- TO DO -
Pick out every line below that contains the word "drop" and copy each of those lines.

══ DATASET EXCERPTS

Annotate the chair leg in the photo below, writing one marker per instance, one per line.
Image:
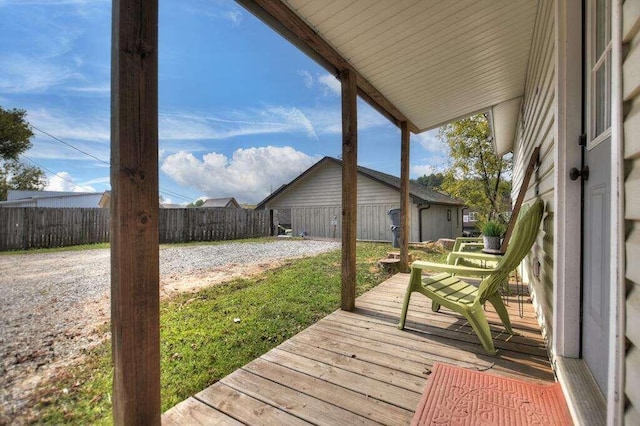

════
══ DATASET EXCERPTS

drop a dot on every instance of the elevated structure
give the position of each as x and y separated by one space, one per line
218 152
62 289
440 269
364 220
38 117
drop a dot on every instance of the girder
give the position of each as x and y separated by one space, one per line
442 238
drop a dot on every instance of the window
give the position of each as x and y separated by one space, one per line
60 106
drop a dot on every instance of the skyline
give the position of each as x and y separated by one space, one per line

════
══ DATASET EXCERPTS

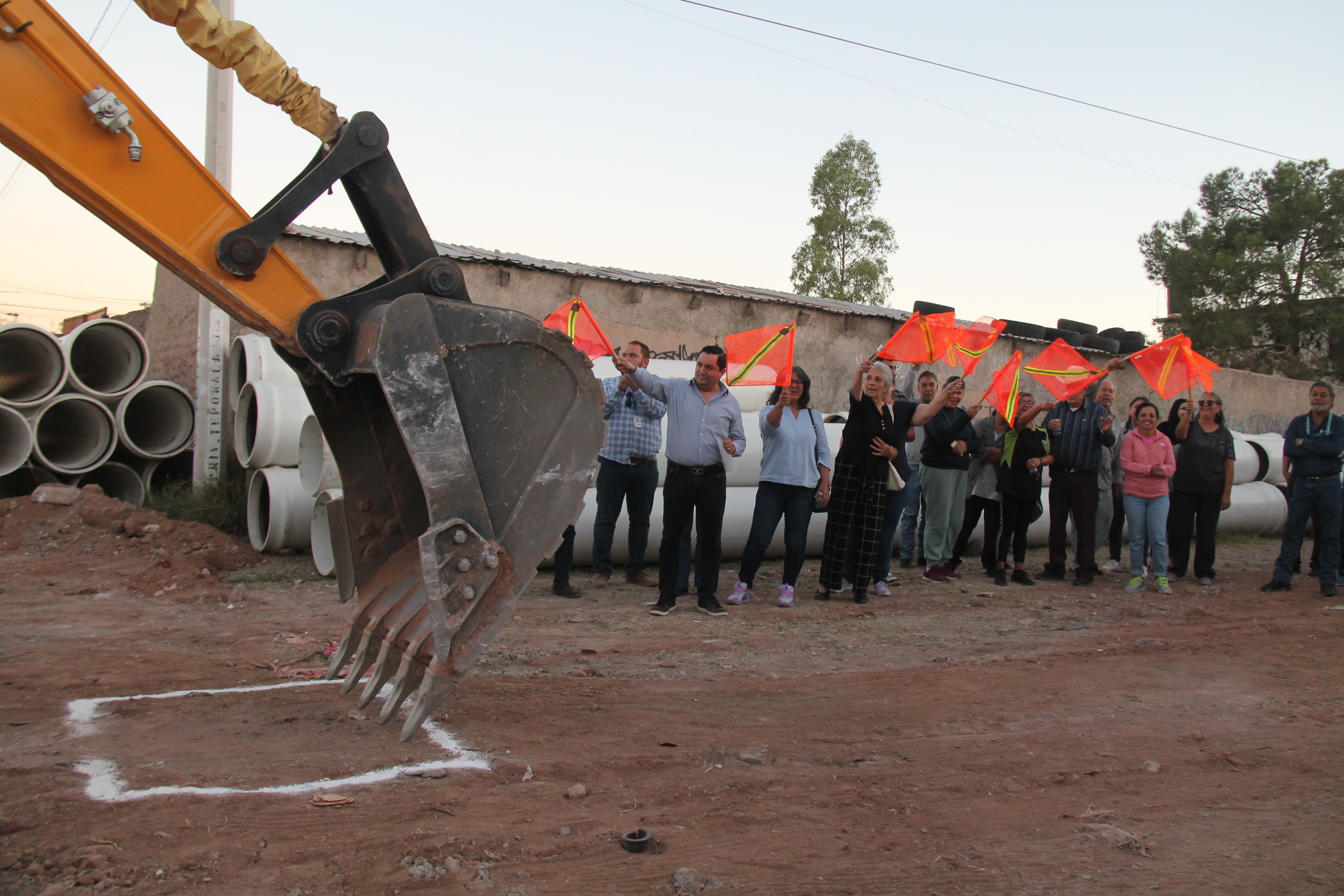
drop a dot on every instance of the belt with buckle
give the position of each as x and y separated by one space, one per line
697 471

════

- RESULT -
drop a dot on every instance of the elevated structure
drop a dot on every instance of the girder
drop a dot on every instance of the window
drop a dot on every instance of the skyline
drop a dot on every instance of the belt with buckle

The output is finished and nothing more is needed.